** Given data follows **

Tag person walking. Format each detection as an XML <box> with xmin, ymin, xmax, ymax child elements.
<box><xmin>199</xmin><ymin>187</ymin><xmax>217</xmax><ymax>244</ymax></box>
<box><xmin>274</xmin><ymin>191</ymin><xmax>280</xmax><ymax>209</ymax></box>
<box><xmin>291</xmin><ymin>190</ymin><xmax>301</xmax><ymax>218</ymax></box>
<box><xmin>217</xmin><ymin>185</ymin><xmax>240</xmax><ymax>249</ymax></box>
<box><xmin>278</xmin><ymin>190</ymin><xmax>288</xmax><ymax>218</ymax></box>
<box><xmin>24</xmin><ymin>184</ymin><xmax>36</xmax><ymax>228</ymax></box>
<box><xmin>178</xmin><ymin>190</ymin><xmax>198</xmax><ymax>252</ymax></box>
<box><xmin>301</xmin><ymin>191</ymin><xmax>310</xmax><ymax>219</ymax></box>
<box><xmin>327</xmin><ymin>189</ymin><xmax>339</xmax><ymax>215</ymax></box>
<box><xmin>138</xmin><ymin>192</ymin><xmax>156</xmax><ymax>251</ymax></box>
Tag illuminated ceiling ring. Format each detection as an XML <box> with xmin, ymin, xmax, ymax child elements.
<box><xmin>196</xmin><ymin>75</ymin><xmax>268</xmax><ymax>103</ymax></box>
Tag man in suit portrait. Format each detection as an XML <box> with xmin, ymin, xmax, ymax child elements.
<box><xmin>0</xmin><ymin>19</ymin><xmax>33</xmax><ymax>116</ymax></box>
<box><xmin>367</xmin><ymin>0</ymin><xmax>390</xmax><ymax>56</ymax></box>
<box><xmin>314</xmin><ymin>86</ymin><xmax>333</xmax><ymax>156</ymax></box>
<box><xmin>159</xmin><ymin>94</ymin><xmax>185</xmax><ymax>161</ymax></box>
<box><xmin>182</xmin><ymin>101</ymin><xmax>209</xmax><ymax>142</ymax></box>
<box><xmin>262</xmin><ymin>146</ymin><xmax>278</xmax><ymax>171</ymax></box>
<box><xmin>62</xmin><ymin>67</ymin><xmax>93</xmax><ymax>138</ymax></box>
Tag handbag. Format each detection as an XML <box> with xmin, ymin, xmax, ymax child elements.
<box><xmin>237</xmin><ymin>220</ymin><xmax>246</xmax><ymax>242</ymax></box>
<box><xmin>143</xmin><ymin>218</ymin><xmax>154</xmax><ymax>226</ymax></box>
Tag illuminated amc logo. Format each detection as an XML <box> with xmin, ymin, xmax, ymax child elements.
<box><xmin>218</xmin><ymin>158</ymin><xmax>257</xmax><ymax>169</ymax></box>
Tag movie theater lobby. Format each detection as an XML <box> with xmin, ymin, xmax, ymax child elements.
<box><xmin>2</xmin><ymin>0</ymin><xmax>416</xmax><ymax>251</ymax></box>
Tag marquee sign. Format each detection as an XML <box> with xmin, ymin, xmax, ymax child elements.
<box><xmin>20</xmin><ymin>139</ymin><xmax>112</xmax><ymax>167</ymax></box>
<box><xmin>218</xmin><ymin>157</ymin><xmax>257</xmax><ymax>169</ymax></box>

** End of Given data **

▶ **Your objective**
Set down the entire listing above again, word for word.

▶ **Exercise output**
Tag person walking. Format each detection as an XML <box> with xmin, ymin, xmax, ymax child elements.
<box><xmin>199</xmin><ymin>187</ymin><xmax>217</xmax><ymax>244</ymax></box>
<box><xmin>274</xmin><ymin>191</ymin><xmax>280</xmax><ymax>209</ymax></box>
<box><xmin>291</xmin><ymin>190</ymin><xmax>301</xmax><ymax>218</ymax></box>
<box><xmin>217</xmin><ymin>185</ymin><xmax>240</xmax><ymax>249</ymax></box>
<box><xmin>278</xmin><ymin>190</ymin><xmax>288</xmax><ymax>218</ymax></box>
<box><xmin>24</xmin><ymin>184</ymin><xmax>36</xmax><ymax>228</ymax></box>
<box><xmin>178</xmin><ymin>190</ymin><xmax>198</xmax><ymax>252</ymax></box>
<box><xmin>301</xmin><ymin>191</ymin><xmax>310</xmax><ymax>219</ymax></box>
<box><xmin>327</xmin><ymin>189</ymin><xmax>339</xmax><ymax>215</ymax></box>
<box><xmin>138</xmin><ymin>192</ymin><xmax>156</xmax><ymax>251</ymax></box>
Tag illuminated ceiling ring. Format each detection as an XML <box> with xmin, ymin, xmax, ymax child elements.
<box><xmin>196</xmin><ymin>75</ymin><xmax>268</xmax><ymax>103</ymax></box>
Tag man in suit portrait. Format each detection as an XML <box> with xmin, ymin, xmax, ymax child elements.
<box><xmin>0</xmin><ymin>19</ymin><xmax>33</xmax><ymax>116</ymax></box>
<box><xmin>367</xmin><ymin>0</ymin><xmax>390</xmax><ymax>56</ymax></box>
<box><xmin>314</xmin><ymin>86</ymin><xmax>333</xmax><ymax>156</ymax></box>
<box><xmin>159</xmin><ymin>94</ymin><xmax>185</xmax><ymax>161</ymax></box>
<box><xmin>182</xmin><ymin>101</ymin><xmax>209</xmax><ymax>142</ymax></box>
<box><xmin>262</xmin><ymin>146</ymin><xmax>278</xmax><ymax>171</ymax></box>
<box><xmin>62</xmin><ymin>67</ymin><xmax>93</xmax><ymax>138</ymax></box>
Tag handbag. Format each detection as an XML <box> with xmin, ymin, xmax, ymax child elements.
<box><xmin>237</xmin><ymin>220</ymin><xmax>246</xmax><ymax>242</ymax></box>
<box><xmin>143</xmin><ymin>218</ymin><xmax>154</xmax><ymax>226</ymax></box>
Tag illuminated amc logo. Format each detection as an XML <box> with xmin, ymin, xmax, ymax child elements.
<box><xmin>218</xmin><ymin>158</ymin><xmax>257</xmax><ymax>169</ymax></box>
Tag movie theater lobby. Format each detection as an XML <box> with xmin, ymin, xmax, ymax child elements.
<box><xmin>2</xmin><ymin>0</ymin><xmax>416</xmax><ymax>251</ymax></box>
Tag marquee sign. Format each detection as an XML <box> with xmin, ymin, xmax, ymax child elements.
<box><xmin>20</xmin><ymin>139</ymin><xmax>112</xmax><ymax>167</ymax></box>
<box><xmin>218</xmin><ymin>157</ymin><xmax>257</xmax><ymax>169</ymax></box>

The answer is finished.